Following a March 10, 2008 hearing, the trial court granted L.A. Pacific’s motion for attorney fees and awarded it $453,247.50—an amount reflecting a 50 cent calculation error. The trial court characterized the attorney fees provision in the Agreement as “the broadest possible attorney’s fees clause.” It reasoned that upon dismissal L.A. Pacific became the prevailing party pursuant to Code of Civil Procedure section 1032 and entitled to attorney fees according to the Agreement pursuant to Code of Civil Procedure section 1033.5 Because Hotels Nevada’s Complaint alleged tort claims, the limitations of Civil Code section 1717 pertaining to contract claims did not apply. Though noting that Hotels Nevada had not challenged the amount of the fee requested, the trial court deemed the amount reasonable under the circumstances. It also awarded L.A. Pacific costs in the amount of $202,223.05—an award not challenged on appeal.

Hotels Nevada timely appealed from the attorney fee award.

DISCUSSION

Hotels Nevada challenges the attorney fee award on two grounds. It asserts that the trial court abused its discretion in determining that L.A. Pacific was the prevailing party under the Agreement. Alternatively, apart from the prevailing party determination, it argues that the trial court erred in declining to find that Civil Code section 1717 precluded the award to the extent the Complaint raised contract claims rather than tort claims.

“An order granting or denying an award of attorney fees is generally reviewed under an abuse of discretion standard of review; however, the ‘“determination of whether the criteria for an award of attorney fees and costs have been met is a question of law.”’ [Citations.]” (Salawy v. Ocean Towers Housing Corp. (2004) 121 Cal.App.4th 664, 669; accord, Wakefield v. Bohlin (2006) 145 Cal.App.4th 963, 978; Carver v. Chevron U.S.A., Inc. (2002) 97 Cal.App.4th 132, 142.) Applying this standard, we find no error.

**To be done:**
Answer these about the attorney fee excerpt:
1. What amount in costs did the trial court award L.A. Pacific?
2. On how many grounds does Hotels Nevada challenge the attorney fee award?
3. Under what standard of review is an order granting or denying attorney fees generally reviewed?

(Object detection data)
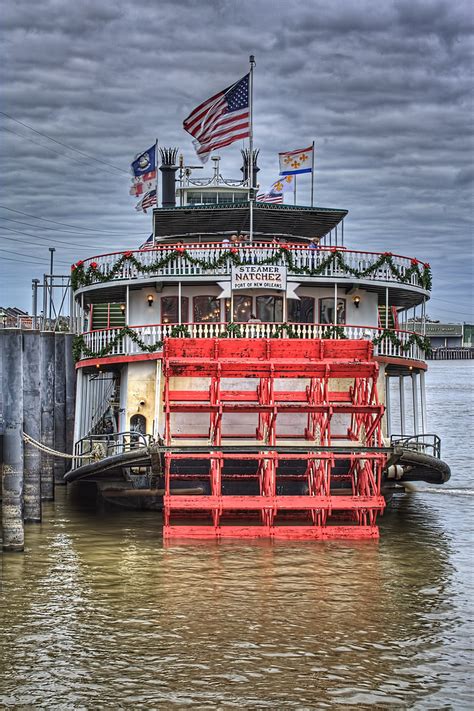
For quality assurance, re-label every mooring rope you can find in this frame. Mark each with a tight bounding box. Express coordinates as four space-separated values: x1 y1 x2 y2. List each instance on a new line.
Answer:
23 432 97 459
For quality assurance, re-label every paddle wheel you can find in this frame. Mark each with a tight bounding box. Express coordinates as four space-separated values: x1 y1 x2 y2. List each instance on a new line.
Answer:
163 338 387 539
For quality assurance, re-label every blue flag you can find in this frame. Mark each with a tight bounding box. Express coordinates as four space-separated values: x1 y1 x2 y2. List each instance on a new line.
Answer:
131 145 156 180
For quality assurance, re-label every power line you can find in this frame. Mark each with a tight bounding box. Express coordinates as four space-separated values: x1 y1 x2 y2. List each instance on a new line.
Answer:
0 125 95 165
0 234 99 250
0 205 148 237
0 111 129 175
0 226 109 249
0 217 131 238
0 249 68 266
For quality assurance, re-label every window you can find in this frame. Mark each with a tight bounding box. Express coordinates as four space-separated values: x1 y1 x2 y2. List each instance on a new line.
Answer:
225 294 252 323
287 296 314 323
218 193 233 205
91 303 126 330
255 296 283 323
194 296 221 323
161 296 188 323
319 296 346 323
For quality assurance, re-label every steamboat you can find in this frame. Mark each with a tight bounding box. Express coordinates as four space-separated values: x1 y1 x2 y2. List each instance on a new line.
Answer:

**Answer to this problem:**
1. $202,223.05
2. Two
3. An abuse of discretion standard